[Extracted data Boundary: Start]
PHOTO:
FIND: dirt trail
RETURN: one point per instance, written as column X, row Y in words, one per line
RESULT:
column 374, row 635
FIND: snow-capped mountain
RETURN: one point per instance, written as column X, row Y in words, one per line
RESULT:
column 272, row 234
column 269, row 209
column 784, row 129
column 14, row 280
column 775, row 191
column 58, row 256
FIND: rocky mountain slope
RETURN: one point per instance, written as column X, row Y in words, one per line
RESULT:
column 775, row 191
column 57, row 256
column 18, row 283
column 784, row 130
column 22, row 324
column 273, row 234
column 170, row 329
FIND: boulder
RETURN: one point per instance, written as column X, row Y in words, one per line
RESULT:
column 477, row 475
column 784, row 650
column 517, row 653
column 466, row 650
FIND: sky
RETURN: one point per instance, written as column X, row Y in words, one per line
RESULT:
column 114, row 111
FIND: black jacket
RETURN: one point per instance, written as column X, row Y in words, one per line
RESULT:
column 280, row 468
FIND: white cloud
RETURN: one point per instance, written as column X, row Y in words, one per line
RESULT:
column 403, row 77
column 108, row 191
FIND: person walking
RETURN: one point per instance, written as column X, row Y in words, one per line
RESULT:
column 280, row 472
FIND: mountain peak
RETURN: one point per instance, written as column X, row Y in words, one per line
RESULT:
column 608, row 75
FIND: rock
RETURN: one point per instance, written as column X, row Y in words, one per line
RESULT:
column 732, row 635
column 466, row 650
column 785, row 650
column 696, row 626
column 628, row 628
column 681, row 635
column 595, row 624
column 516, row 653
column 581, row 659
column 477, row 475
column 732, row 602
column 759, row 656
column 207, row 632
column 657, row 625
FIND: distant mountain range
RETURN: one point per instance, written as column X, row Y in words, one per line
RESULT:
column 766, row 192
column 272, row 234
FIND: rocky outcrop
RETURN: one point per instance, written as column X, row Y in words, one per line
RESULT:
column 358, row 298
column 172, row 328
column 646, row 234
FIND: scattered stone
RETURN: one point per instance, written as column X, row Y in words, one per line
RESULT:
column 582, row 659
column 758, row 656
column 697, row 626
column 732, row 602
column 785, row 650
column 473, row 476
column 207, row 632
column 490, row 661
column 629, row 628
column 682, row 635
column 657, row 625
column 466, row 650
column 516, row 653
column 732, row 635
[Extracted data Boundary: End]
Work required ▸
Every entry above must be copied exactly.

Task response ▸
PHOTO:
FIND: dirt trail
RETURN: one point per instance, written as column X, row Y in words, one per line
RESULT:
column 374, row 635
FIND: snow-capped mountain
RETURN: one point per instance, written as column X, row Y in words, one per line
RESULT:
column 272, row 234
column 269, row 209
column 784, row 129
column 14, row 280
column 775, row 191
column 58, row 256
FIND: rocky mountain slope
RETURN: one point per instance, written as column X, row Y in words, one per line
RESULT:
column 775, row 191
column 57, row 256
column 18, row 283
column 784, row 130
column 22, row 324
column 273, row 234
column 170, row 329
FIND: boulder
RETURN: one point per instance, written as column X, row Y in words, one per line
RESULT:
column 477, row 475
column 784, row 650
column 517, row 653
column 466, row 650
FIND: sky
RETURN: one point per instance, written as column X, row Y in words, one per line
RESULT:
column 114, row 111
FIND: black jacket
RETURN: one point per instance, written as column X, row Y in words, one per line
RESULT:
column 280, row 468
FIND: white cloud
RETURN: one point per instance, written as column X, row Y in words, one per line
RESULT:
column 403, row 77
column 108, row 191
FIND: person walking
RETURN: one point per instance, written as column X, row Y in words, one per line
RESULT:
column 280, row 472
FIND: mountain peak
RETURN: one point per instance, written as column X, row Y in words, one per line
RESULT:
column 608, row 75
FIND: rock
RETURN: one point per instance, written as column X, row Y in words, one per line
RESULT:
column 732, row 635
column 466, row 650
column 785, row 650
column 696, row 626
column 628, row 628
column 681, row 635
column 595, row 624
column 516, row 653
column 581, row 659
column 477, row 475
column 732, row 602
column 759, row 656
column 207, row 632
column 657, row 625
FIND: distant mountain range
RETURN: one point per instance, written as column X, row Y in words, one per line
RESULT:
column 766, row 192
column 272, row 234
FIND: rocky outcrop
RETURN: one point per instance, written as column X, row Y in words, one per line
RESULT:
column 358, row 298
column 172, row 328
column 646, row 234
FIND: scattered stone
RETURN: one point per instance, written as column X, row Y in words, one per line
RESULT:
column 582, row 659
column 758, row 656
column 697, row 626
column 732, row 602
column 785, row 650
column 473, row 476
column 207, row 632
column 490, row 661
column 629, row 628
column 682, row 635
column 657, row 625
column 466, row 650
column 516, row 653
column 732, row 635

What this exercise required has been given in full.